• **Provided text**:

■ ■ ■ ■ ■

Alloting score to each sentence

In [26]:
from heapq import nlargest

In [27]:
length = int(len(sen_tokens)*0.3)
length

3

In [43]:
summary = nlargest(length, sen_scores, key = sen_scores.get)
summary

[This corresponds to our intuition that a good summarizer can parse meaning and should select sentences based purely on the internal structure of the article.,
 This project uses BERT sentence embeddings to build an extractive summarizer taking two supervised approaches.,
 Like many things NLP, one reason for this progress is the superior embeddings offered by transformer models like BERT.]

Finding the sentences with highest scores

In [44]:
final_summary = [word.text for word in summary]
summary = ' '.join(final_summary)

Joining sentences with highest score

In [45]:
print(text1)


Extractive summarization is a challenging task that has only recently become practical.
Like many things NLP, one reason for this progress is the superior embeddings offered by transformer models like BERT.

■ ■ ■ ■ ■

• **What is asked**:
Answer these questions about the text on sentence scoring for summarization:
(a) Which function does the text import from heapq?
(b) What value is displayed for length?
(c) What does the summarizer project use to build its extractive summarizer, according to the selected sentences?

■ ■ ■ ■ ■

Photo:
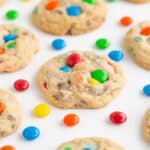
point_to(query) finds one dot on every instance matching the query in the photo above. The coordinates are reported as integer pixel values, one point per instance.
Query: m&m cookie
(17, 46)
(137, 42)
(72, 17)
(80, 80)
(10, 114)
(93, 143)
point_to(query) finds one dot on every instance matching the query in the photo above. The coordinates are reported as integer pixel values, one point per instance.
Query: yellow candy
(42, 110)
(93, 81)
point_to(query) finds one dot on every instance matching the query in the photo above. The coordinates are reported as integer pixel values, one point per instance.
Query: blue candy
(10, 37)
(73, 10)
(31, 133)
(59, 44)
(116, 55)
(65, 68)
(146, 89)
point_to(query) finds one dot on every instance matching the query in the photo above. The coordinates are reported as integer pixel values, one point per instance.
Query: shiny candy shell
(73, 10)
(65, 68)
(10, 37)
(42, 110)
(31, 133)
(146, 90)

■ ■ ■ ■ ■

• **Correct result**:
(a) nlargest
(b) 3
(c) BERT sentence embeddings